» WHAT THE TASK REQUIRES: Translate this sentence from the Commons proposals archive below into Spanish: "Please note that these characters are invisible on many systems."

Commons:Village pump/Proposals/Archive/2012/07

From Wikimedia Commons, the free media repository
Jump to navigation Jump to search

ZoomViewer enabled for all users

I would like to propose to make Help:Gadget-ZoomViewer enabled by default for all users, anonymous included. I believe the script has clearly shown its stableness and its usefulness for users.

Thoughts?

Jean-Fred (talk) 21:40, 4 June 2012 (UTC)


✓ Done -- RE rillke questions? 11:33, 30 June 2012 (UTC)

I do not see "ZoomViewer" link under many large images as it is shown here: File:ZoomViewerShot1.png. ZoomViewer is enabled in gadgets in my preferences. But many multi-megabyte images do not have the ZoomViewer link. Is there a minimum image size before it shows up? If so, what is it? I see it linked under this image: File:Seattle 7.jpg. But not on this one: File:Seattle 4.jpg --Timeshifter (talk) 08:01, 1 July 2012 (UTC)
20MP. See MediaWiki:Gadget-ZoomViewer.js. This code was also linked from Help:Gadget-ZoomViewer. (Thanks to Rd232 for the nice gadget-template that users could use to easily find the code location.) -- RE rillke questions? 21:04, 1 July 2012 (UTC)
OK. I added that info to Help:Gadget-ZoomViewer. That is what is linked from the gadget tab of my preferences. I used "20 megabytes" because I only see "megabytes" used in the image description page. Unless the MediaWiki software actually multiplies the 2 pixel numbers for width and height? --Timeshifter (talk) 05:15, 2 July 2012 (UTC)
MediaWiki doesn't but the gadget does. -- RE rillke questions? 08:09, 2 July 2012 (UTC)

Filenames with invisible characters

Hi! As I pointed out in Commons talk:File renaming, I noticed that a lot of filenames (in particular among the images from the Geograph British Isles project) contain some invalid Unicode characters ranging from U+0080 to U+009F. For example: File:St Ethelreda’s Church Horley Oxfordshire - geograph.org.uk - 1771691.jpg has got a U+0092 character in Ethelreda’s between a and s. Please note that these characters are invisible on many systems. These invisible characters create confusion (eg. File:St Ethelredas Church Horley Oxfordshire - geograph.org.uk - 1771691.jpg), it's almost impossible to create a link or to use the image without cut&pasting the filename and I suspect they are not allowed within a valid XHTML. I made a complete list of filenames that contain one or more characters between U+0080 and U+009F (about 2200 images). I'm running a bot and I'm able and ready to perform the task so, if there will consensus, I will request the filemover flag for my bot in order to directly perform the moving. If it will not be possible I will ask in COM:BWR to other bot operators. Are there in your opinion other invalid characters I should consider for this mass renaming? What do you think? -- Basilicofresco (msg) 05:58, 23 June 2012 (UTC)

» DATASET EXCERPT:
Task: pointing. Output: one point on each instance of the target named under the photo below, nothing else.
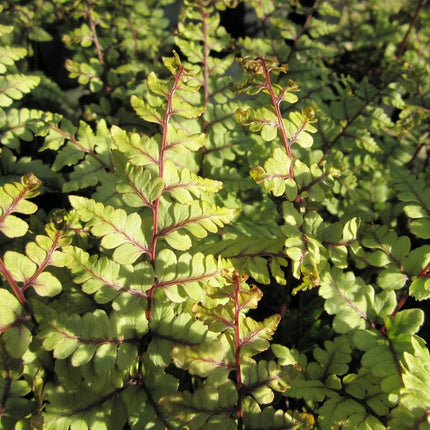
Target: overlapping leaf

» RESPONSE TO THE TASK: Tenga en cuenta que estos caracteres son invisibles en muchos sistemas.